**About this task**.
Every line of the entries below from the one containing "Would you mind pointing at the pinnacle" to the one containing "Would you mind pointing at the rose", both ends included, must be written out exactly. No other line belongs in the answer.

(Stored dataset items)
+++++

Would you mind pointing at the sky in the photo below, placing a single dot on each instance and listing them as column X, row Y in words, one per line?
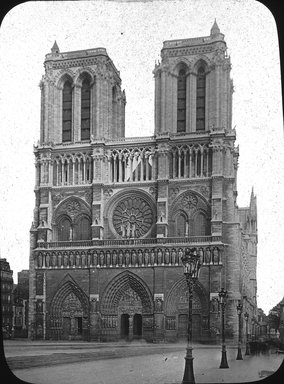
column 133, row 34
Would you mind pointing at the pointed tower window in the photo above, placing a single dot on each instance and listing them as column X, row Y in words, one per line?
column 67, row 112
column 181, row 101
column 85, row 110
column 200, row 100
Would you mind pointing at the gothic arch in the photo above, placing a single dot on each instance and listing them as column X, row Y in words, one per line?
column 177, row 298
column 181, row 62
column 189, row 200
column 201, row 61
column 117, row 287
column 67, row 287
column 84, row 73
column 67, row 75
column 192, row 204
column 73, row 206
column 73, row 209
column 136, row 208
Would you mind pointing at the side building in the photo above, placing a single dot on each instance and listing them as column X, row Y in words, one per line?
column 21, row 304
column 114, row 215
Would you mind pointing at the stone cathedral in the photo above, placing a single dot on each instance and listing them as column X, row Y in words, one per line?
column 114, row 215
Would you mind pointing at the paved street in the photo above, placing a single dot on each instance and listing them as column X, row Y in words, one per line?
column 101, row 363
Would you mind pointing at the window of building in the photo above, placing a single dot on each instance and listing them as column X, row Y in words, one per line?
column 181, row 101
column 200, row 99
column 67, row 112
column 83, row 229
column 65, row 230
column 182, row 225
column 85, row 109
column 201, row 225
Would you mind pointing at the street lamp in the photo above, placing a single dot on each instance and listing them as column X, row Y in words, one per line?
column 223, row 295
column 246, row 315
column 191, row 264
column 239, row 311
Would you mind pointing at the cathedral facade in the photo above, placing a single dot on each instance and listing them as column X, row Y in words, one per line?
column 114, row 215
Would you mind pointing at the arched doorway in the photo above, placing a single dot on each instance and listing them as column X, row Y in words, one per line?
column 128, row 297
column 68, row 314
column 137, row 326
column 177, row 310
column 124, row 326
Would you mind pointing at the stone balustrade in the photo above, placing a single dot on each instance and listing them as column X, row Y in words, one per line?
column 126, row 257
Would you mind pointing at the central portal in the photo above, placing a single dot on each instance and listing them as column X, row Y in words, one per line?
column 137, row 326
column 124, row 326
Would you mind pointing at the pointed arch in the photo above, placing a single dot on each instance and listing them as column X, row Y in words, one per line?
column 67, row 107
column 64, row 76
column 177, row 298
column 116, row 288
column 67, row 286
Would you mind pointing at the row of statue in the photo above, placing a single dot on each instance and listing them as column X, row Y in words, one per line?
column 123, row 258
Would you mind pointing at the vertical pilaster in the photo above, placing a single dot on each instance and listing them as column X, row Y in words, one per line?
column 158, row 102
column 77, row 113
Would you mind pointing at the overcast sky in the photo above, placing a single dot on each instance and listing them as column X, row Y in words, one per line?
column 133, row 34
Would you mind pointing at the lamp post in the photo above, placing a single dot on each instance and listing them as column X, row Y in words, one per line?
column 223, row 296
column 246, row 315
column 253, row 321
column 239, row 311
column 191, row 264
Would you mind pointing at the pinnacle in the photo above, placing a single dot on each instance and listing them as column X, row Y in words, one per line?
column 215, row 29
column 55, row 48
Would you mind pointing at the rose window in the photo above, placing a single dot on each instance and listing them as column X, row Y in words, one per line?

+++++

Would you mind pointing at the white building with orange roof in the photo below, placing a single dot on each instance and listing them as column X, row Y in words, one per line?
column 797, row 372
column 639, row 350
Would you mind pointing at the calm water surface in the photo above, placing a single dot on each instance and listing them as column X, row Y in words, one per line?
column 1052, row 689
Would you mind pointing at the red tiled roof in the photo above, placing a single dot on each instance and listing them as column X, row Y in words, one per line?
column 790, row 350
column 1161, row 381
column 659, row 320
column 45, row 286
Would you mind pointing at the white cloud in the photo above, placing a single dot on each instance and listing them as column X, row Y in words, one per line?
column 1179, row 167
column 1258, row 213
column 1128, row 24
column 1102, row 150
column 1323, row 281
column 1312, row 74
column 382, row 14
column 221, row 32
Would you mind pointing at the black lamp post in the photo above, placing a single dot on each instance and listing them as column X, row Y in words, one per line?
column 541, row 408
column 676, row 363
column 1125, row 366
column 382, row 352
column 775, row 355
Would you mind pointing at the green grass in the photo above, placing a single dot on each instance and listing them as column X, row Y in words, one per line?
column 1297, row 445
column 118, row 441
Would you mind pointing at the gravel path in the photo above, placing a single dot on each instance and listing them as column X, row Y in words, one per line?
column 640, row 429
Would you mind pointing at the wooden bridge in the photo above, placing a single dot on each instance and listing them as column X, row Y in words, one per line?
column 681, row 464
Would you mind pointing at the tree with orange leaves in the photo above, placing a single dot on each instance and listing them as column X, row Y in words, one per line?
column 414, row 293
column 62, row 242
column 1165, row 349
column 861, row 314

+++++

**Response**.
Would you mind pointing at the pinnacle in the photo above, placing a single dot on each instance and listing them as column X, row Y in words, one per line?
column 215, row 29
column 55, row 48
Would you mind pointing at the rose window in the photo above, placing a single dot on each instance and listing them as column X, row Y in words, one per line?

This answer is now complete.